## What to work on
1 > Using the meat labeling guide, explain why an animal labeled free range might only be allowed onto a concrete slab. Answer in one to three sentences.
2 > From the meat labeling guide, set down word for word the passage starting with "When a meat" and going on through "the ingredient list.".
3 > Write the next part of the meat labeling guide, picking up after its last sentence.

Shopping for meat is complicated these days. When you’re a health-conscious eater, it can be a challenge to find meat that is in line with your natural and minimally processed food values. The labels on meat are difficult to understand and often misleading.
If you know the ins and outs of the labeling requirements, you can learn a lot about the meat you’re thinking of buying. From the label, you should be able to discern whether the particular meat is organic, if it was raised with antibiotics or synthetic hormones, if nitrates were added, where the animal was raised and more.
One problem is that many health-conscious meat shoppers don’t know precisely what the labels mean. Many people think they’re buying meat that’s minimally processed or raised without antibiotics because the word “natural” is on the label.
To help clear up some of the confusion, we’ve made a guide to help you decipher the claims on meat labels. Armed with knowledge, you’ll be more prepared to choose the right meat and poultry products for your grocery cart.
Common Label Claims
From farm fresh to mechanically separated, the following is a list of the most common claims we’ve found on meat lately. Some of them are legally defined. Others are loosely defined.
Basted or Self-basted
The United States Department of Agriculture (USDA) has a labeling term that may appear on bone-in poultry products. They may say basted or self-basted. Those poultry products are injected or marinated with a solution made from stock, broth, butter, flavor enhancers or other approved substances. These poultry products must be labeled as basted or self-basted so that consumers know the poultry has been enhanced. According to the USDA, the maximum added weight for the solution is approximately 3 percent of the net weight on the label. The label for basted poultry is required to include a statement with the ingredients of the solution that was injected.
Farm fresh is a designation often found on meat labels that is undefined, unregulated and way too general. According to Caroline Abels, at Humaneitarian, “By definition, a farm is ‘a tract of land where plants or animals are raised.’ But factory farms — where animals never touch land or see the sun — are called ‘farms’ too. Don’t be fooled by pretty farm fresh labels!”
Free Range or Free Roaming
Generally found on poultry labels, the terms “free range” and “free roaming” simply mean the animal has been allowed access to the outside. However, the outside areas don’t have to pasture. Because there are no requirements for the size and condition of the outdoor space, the animal might be allowed access to a concrete slab. There are also no requirements for how much access the animal must have per day. An on-farm inspection is not required to claim free range on the label — it’s just the honor system. The legal definition only applies to poultry. Companies can claim a free range on other meats but define the term themselves.
A turkey that has fryer or roaster on the label is normally a young bird that’s less than 12 weeks of age.
When a meat label says local, it refers to food that is raised within the state or within a 250-mile radius. Local meat can be from the local factory farm or a pasture. The term provides no information on the conditions in which the animals were raised.
Mechanically separated meat is described by the USDA as a paste-like, batter-like meat product produced by forcing bones with attached edible meat under high pressure through a sieve to separate the bone from the edible meat tissue. In 2004, mechanically separated beef was prohibited for use in human food. However, mechanically separated pork and poultry are still permitted but must be labeled in the ingredient list.
While there’s no legal definition of the term pastured, the label is usually used to indicate that the animal has been primarily raised outdoors in a pasture. With no legal definition, pastured can mean anything. There’s no requirements or inspections for this label.

## Stored data
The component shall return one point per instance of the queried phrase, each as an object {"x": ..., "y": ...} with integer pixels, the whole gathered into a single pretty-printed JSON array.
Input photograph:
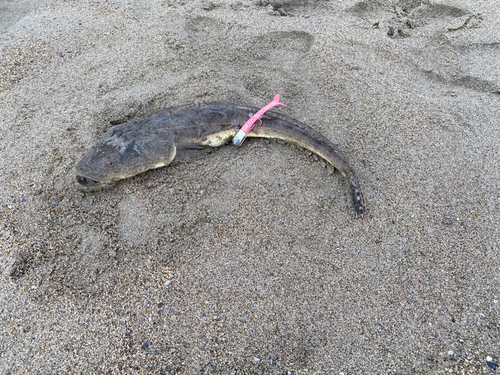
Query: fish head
[{"x": 117, "y": 156}]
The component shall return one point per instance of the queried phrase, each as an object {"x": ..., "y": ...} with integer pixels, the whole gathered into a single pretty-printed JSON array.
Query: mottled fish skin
[{"x": 178, "y": 133}]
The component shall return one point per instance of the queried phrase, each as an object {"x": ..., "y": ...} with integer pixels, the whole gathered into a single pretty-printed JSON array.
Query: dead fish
[{"x": 182, "y": 132}]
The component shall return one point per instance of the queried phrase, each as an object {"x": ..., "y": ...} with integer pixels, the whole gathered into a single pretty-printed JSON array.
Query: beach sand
[{"x": 249, "y": 260}]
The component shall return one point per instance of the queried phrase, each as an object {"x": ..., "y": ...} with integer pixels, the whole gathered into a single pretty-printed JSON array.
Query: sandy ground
[{"x": 249, "y": 260}]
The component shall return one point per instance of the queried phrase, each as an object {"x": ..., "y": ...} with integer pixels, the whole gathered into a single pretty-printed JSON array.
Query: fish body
[{"x": 177, "y": 133}]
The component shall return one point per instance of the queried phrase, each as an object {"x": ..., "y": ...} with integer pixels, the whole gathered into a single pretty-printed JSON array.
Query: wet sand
[{"x": 249, "y": 260}]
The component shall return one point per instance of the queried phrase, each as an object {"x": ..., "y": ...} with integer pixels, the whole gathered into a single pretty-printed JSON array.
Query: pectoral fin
[{"x": 188, "y": 151}]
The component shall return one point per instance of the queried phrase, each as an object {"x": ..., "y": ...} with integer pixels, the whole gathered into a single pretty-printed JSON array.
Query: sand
[{"x": 249, "y": 260}]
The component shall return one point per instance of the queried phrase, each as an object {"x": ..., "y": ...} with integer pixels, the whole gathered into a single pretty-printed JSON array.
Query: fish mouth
[{"x": 87, "y": 182}]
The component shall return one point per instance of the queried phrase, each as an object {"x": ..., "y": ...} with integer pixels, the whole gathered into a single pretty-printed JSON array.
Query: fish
[{"x": 183, "y": 132}]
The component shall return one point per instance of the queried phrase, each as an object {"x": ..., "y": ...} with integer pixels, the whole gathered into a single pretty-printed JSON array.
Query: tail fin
[{"x": 357, "y": 196}]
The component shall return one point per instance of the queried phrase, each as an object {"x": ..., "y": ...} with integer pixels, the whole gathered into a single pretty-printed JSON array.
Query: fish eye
[{"x": 84, "y": 181}]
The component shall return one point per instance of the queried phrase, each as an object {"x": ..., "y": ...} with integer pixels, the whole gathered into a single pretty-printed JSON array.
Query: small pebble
[{"x": 492, "y": 365}]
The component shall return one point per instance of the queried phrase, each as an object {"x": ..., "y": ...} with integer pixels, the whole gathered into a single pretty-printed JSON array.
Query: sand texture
[{"x": 249, "y": 260}]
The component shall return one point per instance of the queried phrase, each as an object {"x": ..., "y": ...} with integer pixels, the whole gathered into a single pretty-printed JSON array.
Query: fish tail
[{"x": 358, "y": 200}]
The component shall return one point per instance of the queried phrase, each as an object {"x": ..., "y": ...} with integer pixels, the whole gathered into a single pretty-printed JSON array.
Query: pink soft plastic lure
[{"x": 242, "y": 133}]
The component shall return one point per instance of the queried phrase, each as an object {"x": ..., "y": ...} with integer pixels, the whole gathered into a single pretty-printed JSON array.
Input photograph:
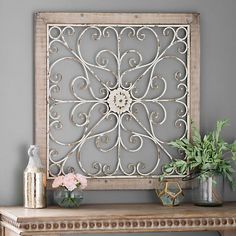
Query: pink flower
[
  {"x": 58, "y": 181},
  {"x": 70, "y": 181},
  {"x": 82, "y": 180}
]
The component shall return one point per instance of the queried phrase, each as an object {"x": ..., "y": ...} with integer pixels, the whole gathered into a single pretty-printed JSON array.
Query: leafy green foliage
[{"x": 204, "y": 155}]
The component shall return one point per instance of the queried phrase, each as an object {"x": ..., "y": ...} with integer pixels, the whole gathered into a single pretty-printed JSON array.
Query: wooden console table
[{"x": 118, "y": 218}]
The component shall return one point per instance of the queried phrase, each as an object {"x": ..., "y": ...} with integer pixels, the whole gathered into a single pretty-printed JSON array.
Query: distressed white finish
[{"x": 114, "y": 94}]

## Task responses
1 > The outside area for a free range claim does not have to be pasture. There are no requirements for the size and condition of that outdoor space, so access to a concrete slab can meet the claim.

2 >
When a meat label says local, it refers to food that is raised within the state or within a 250-mile radius. Local meat can be from the local factory farm or a pasture. The term provides no information on the conditions in which the animals were raised.
Mechanically separated meat is described by the USDA as a paste-like, batter-like meat product produced by forcing bones with attached edible meat under high pressure through a sieve to separate the bone from the edible meat tissue. In 2004, mechanically separated beef was prohibited for use in human food. However, mechanically separated pork and poultry are still permitted but must be labeled in the ingredient list.

3 >
Natural or All-natural
The term natural is defined by the USDA as a product containing no artificial ingredient or added color and is only minimally processed. The label must include a statement explaining the meaning of the term natural like minimally processed or no artificial ingredients. That sounds great, but the statement is not regulated by any governing body. Similar to other general terms, we have to rely on the honesty of the company labeling the meat.
The current standard for the grass-fed label is that the meat is required to come from an animal that has never been fed grains and has had access to pastures to graze. Seems legit, but the farms don’t have to be inspected. So, we’re relying on the honor system again.
No Nitrates or Nitrites
This one seems like a no-brainer. No nitrates or nitrites means the meat contains no nitrates or nitrites. Right? Nope. The statement may mean that the meat wasn’t cured with synthetic nitrate or nitrites, but it was most likely cured with concentrated natural nitrates from celery or onions. Nitrates and nitrites, whether naturally occurring or synthetic, have been classified as likely carcinogenic. The USDA has set limits on how much synthetic nitrates can be in food, but no limits on the naturally derived nitrates. If the ingredient label lists celery juice or celery powder, it contains naturally occurring nitrates or nitrites.
Raised Without Antibiotics
Beef, chicken or pork may carry a “no antibiotics” label. Producers using this label on their meat are required to submit documentation that their livestock were not given any antibiotics. Some labels may say “no growth-promoting antibiotics.” Meat with that label is from farms that may administer low-dose antibiotics to the animals as usual but not for growth promotion. As with other label claims, this one doesn’t require any third-party verification or inspection.
Certified Humane Raised and Handled
This “certification” has no official or legal definition or requirements. It can literally mean whatever the producer wants it to mean.
When you see a label that says, “no hormones” on pork or poultry, it’s an empty claim because hormones are not allowed in raising poultry or pork. In fact, the label cannot be legally used unless it is followed by a statement that explains that federal regulations prohibit the use of hormones.
However, hormones are permitted in the raising of cattle. The term “no hormones administered” can be used as long as documentation is provided that shows the animal has not been given hormones. Nonetheless, the designation is not verified by a third party, and no on-farm inspection is required.
Labels That Mean More
Some of the labels that are found on meat are marketing buzzwords meant to boost sales. Many are unverified, and some are meaningless. However, there are some labels that you can trust. Look for these terms and certifications to ensure your meat measures up to high-quality, health-conscious standards.
In 2003, the American Grassfed Association was established to promote grass-fed industry standards and create a more reliable certification. Meat with the American Grassfed label has been inspected to ensure they meet the strict standards. The animals must be only fed grass and raised on pasture without confinement to feedlots. The animals cannot be treated with antibiotics or growth hormones and must be raised on American family farms. The American Grassfed standards apply to beef, bison, goat, lamb and sheep meat only.
Per USDA standards, poultry that says “fresh” on the label is poultry that has never been stored lower than 26 degrees Fahrenheit (the temperature that would cause poultry to freeze). Fresh poultry shouldn’t be hard to the touch or frozen. It should also bear a “keep refrigerated” statement on the label.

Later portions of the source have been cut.